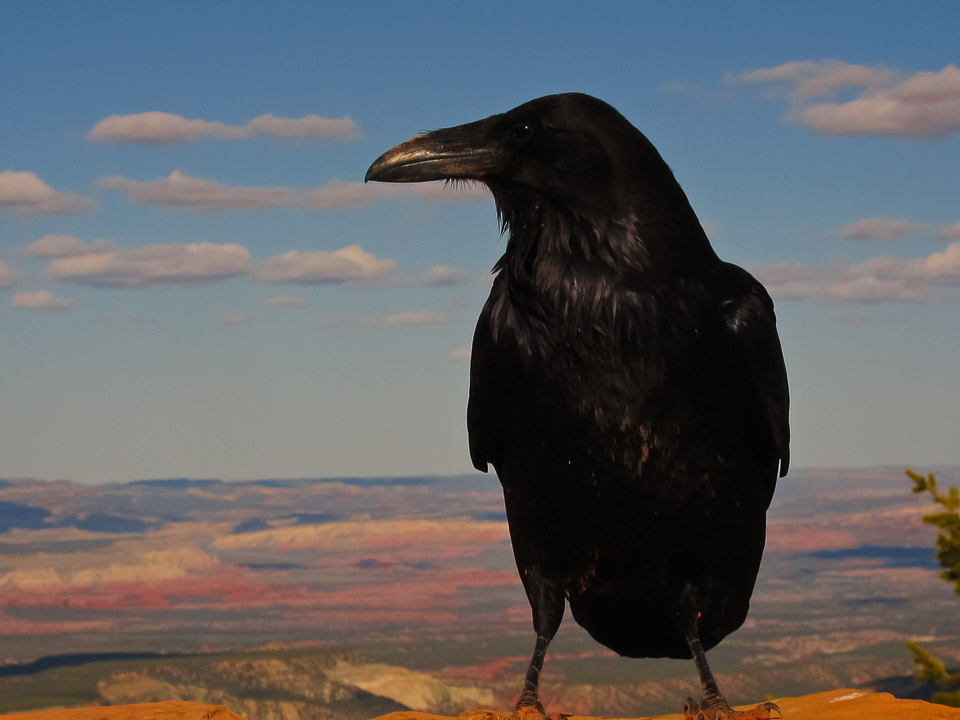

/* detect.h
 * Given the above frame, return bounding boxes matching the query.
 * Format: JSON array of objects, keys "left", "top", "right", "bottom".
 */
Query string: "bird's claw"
[
  {"left": 514, "top": 705, "right": 568, "bottom": 720},
  {"left": 684, "top": 698, "right": 781, "bottom": 720}
]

::::::

▶ **Your objective**: Once the line with "matching the query." is found, write out that line and every one after it through the last line of the records, exactly and with nothing else.

▶ **The completed task**:
 * Given the above frame, return bounding boxes matching the query.
 * Format: JSON array of objects, keys "left", "top", "right", "bottom".
 */
Query string: "bird's claw"
[
  {"left": 514, "top": 705, "right": 568, "bottom": 720},
  {"left": 684, "top": 698, "right": 781, "bottom": 720}
]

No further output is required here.